PROBLEM DETAILS
What is needed here is an exact copy of all the entries below.

Segment Open

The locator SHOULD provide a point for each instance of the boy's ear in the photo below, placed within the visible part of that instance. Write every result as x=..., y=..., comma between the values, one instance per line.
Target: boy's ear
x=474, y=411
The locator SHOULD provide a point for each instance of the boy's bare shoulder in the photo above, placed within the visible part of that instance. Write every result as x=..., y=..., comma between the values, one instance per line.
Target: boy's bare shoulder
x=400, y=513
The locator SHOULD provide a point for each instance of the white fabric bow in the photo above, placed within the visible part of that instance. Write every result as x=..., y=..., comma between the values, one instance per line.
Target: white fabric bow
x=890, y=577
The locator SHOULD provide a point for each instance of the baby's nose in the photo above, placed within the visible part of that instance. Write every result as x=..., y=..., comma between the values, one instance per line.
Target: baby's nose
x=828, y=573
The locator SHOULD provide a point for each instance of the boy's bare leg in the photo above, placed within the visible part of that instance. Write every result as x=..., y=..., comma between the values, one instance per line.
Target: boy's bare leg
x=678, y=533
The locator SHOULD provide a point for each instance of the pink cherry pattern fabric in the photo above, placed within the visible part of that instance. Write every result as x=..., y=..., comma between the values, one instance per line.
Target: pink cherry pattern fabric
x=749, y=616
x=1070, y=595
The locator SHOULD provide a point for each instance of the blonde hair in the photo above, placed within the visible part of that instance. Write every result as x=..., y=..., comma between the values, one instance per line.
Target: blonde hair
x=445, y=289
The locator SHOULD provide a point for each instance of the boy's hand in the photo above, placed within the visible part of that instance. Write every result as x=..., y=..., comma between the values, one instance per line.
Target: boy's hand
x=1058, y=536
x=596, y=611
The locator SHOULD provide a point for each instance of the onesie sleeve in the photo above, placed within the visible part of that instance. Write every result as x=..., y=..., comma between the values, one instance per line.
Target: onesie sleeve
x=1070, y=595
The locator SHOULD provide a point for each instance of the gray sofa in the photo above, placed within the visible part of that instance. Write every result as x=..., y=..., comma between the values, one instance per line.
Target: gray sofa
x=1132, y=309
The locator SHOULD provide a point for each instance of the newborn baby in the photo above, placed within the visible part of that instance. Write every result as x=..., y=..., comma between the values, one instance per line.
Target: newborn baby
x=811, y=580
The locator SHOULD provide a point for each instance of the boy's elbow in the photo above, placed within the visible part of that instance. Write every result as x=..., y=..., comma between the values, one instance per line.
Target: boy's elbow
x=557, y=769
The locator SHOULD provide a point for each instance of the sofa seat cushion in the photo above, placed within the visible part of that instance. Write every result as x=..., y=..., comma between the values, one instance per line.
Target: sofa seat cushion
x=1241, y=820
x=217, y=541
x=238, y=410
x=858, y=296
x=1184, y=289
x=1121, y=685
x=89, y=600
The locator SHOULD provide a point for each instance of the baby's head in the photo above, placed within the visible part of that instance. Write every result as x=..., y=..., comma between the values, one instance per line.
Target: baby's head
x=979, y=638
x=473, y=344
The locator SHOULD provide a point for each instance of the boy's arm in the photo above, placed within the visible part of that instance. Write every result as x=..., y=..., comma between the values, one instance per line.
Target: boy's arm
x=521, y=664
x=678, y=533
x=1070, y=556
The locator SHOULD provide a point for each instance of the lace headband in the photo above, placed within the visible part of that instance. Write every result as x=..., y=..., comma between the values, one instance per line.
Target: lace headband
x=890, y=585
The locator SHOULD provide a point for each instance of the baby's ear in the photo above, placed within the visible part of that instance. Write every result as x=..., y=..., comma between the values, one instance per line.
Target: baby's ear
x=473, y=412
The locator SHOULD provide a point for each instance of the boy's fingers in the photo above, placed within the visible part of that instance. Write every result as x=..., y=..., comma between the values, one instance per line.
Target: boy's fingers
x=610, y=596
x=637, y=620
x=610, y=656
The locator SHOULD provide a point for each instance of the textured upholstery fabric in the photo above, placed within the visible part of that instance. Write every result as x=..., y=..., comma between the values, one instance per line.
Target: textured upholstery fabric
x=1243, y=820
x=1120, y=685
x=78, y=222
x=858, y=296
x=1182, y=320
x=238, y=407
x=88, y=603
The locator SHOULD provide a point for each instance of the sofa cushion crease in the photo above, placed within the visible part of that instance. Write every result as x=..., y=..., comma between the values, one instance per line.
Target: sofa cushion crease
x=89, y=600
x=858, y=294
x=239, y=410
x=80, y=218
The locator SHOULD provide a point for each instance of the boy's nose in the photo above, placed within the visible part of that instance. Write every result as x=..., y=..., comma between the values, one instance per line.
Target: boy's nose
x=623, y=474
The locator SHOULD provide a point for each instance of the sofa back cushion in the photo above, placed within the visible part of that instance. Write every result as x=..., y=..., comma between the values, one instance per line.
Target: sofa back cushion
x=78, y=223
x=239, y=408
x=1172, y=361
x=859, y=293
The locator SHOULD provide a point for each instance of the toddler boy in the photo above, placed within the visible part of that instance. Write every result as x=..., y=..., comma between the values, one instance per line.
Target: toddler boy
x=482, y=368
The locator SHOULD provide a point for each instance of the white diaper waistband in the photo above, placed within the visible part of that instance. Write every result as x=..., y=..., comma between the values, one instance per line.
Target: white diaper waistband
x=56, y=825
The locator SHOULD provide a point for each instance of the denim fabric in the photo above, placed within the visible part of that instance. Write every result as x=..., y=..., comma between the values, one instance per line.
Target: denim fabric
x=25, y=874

Segment Closed

ANSWER BOX
The locator SHOULD provide a point for each instance of the boy's ear in the photo below, placed within the visible part of that instance. Write every result as x=..., y=..., comma between the values, one instance per line.
Target: boy's ear
x=474, y=411
The locator SHOULD provide a point for each instance of the boy's bare shoulder in the photo above, placed within the visible part of that instance. Write every result as x=..., y=..., comma between the values, one instance per line.
Target: boy's bare shoulder
x=400, y=513
The locator SHOULD provide a point for each instance of the white fabric bow in the photo above, placed within the visible part of that instance. Write every result as x=..., y=..., comma between the values, one instance per line.
Target: white fabric bow
x=890, y=577
The locator SHOULD provide a point for each instance of the baby's nose in the photo above, placed within the visible part of that instance. Write every result as x=..., y=..., comma between the values, one instance per line.
Target: baby's nose
x=828, y=573
The locator SHOULD provide a point for each instance of the boy's bare leg in the photo above, placed within the visible part of that instance. Write every result as x=..., y=..., comma between the values, one instance per line.
Target: boy's bare leg
x=678, y=533
The locator SHOULD provide a point for each instance of the pink cherry pattern fabric in the photo above, placed within the visible part of that instance. Write every result as x=..., y=..., comma between the values, one instance per line.
Target: pink cherry pattern fabric
x=749, y=616
x=1070, y=595
The locator SHOULD provide a point for each instance of the blonde hair in the photo above, placed within the visible part of that instance. Write every result as x=..., y=..., comma between the values, one instance per line.
Target: blonde hair
x=445, y=289
The locator SHOULD provide a point for each instance of the boy's hand in the photo above, placed within the visible part of that instance. Write every result as x=..., y=..., comma between the values, one instance per line.
Target: boy's hand
x=1058, y=536
x=596, y=611
The locator SHOULD provide a point for each instance of the onesie sleeve in the photo above, placed within the visible part of that instance. Write every result as x=..., y=..., comma between the values, one instance per line.
Target: onesie sleeve
x=1070, y=595
The locator SHOULD provide a point for each instance of the gray sofa in the photo above, placed within the visible part of that instance. Write every result as x=..., y=..., comma between the values, one instance per line.
Target: gray sofa
x=1132, y=309
The locator SHOULD provide a point for each instance of the newborn baby in the photo above, placed within the visible part of that instance. Write every result as x=..., y=..., comma between the values, one instance per line.
Target: newborn baby
x=811, y=580
The locator SHOULD provide a point for each instance of the boy's elbow in the photo above, placed within the visible part of that instance. Write every result as x=..., y=..., comma between the values, one instance per line.
Target: boy's elbow
x=557, y=769
The locator SHOULD provide a point for each instance of the sofa seat cushion in the photo above, placed within the visible part of that instance. Write every result as x=..., y=..., comma between the values, one instance per line.
Target: sofa seat cushion
x=1241, y=820
x=217, y=541
x=238, y=410
x=858, y=296
x=1184, y=289
x=1121, y=685
x=89, y=600
The locator SHOULD provide a point for each instance of the baby's head in the photo above, placed within the visible part of that instance. Write every result as x=..., y=..., comma between the values, one instance per line.
Target: baby's head
x=979, y=638
x=473, y=344
The locator SHOULD provide a point for each instance of the boy's arm in the photo above, placed within the visible part of that instance. Write every result as x=..., y=..., comma between the values, one instance per line.
Target: boy's arm
x=521, y=664
x=678, y=533
x=1070, y=556
The locator SHOULD provide a point for each instance of the lace headband in the photo above, placed within the visible part of that instance. Write every result as x=..., y=..., comma between the values, one instance per line.
Target: lace headband
x=890, y=585
The locator SHOULD provide a point for each instance of the baby's ear in the photo above, placed within the visible part of that instance. Write every result as x=..., y=..., comma between the values, one instance per line.
Target: baby's ear
x=473, y=412
The locator SHOULD provide a point for each instance of the boy's fingers in the photo above, placed within the visible part of that instance. Write every result as x=..., y=..., comma between the values, one instance per line.
Target: boy's fingers
x=610, y=596
x=637, y=620
x=610, y=656
The locator SHOULD provide a point for each instance of the textured upholstery fabric in the photo above, placed within the visible part of that instance. Write every result as x=..., y=..., comma between the values, one instance per line.
Target: textured upholstery fabric
x=1243, y=820
x=1120, y=685
x=78, y=222
x=858, y=296
x=1182, y=320
x=238, y=407
x=88, y=603
The locator SHOULD provide a point for each instance of the sofa cushion crease in the photo above, placed within the visible part of that instance. Write every result as x=..., y=..., comma between the values, one instance per line.
Target: sofa cushion crease
x=89, y=600
x=858, y=294
x=239, y=410
x=80, y=218
The locator SHOULD provide a point for each instance of the boy's nose in the photo above, placed within the visible part of that instance. Write every result as x=..., y=..., comma between the values, one instance per line.
Target: boy's nose
x=623, y=474
The locator SHOULD provide a point for each instance of the sofa back cushion in the photo above, placed within the visible part of that instance. Write every result as x=..., y=..., comma between the values, one instance per line.
Target: sofa back cushion
x=78, y=223
x=239, y=408
x=1172, y=361
x=859, y=293
The locator SHOULD provide a point for each instance of the toddler boy in the photo above, placed within the visible part of that instance. Write every result as x=..., y=..., comma between the values, one instance per line.
Target: toddler boy
x=482, y=368
The locator SHOULD provide a point for each instance of the white diaper waistband in the photo above, placed within the visible part of that instance. Write every result as x=..., y=..., comma between the values, one instance per line.
Target: white diaper waistband
x=56, y=825
The locator SHOULD provide a point for each instance of the denim fabric in the photo above, placed within the visible part of that instance. Write every result as x=..., y=..., comma between the values, one instance per line.
Target: denim fabric
x=25, y=874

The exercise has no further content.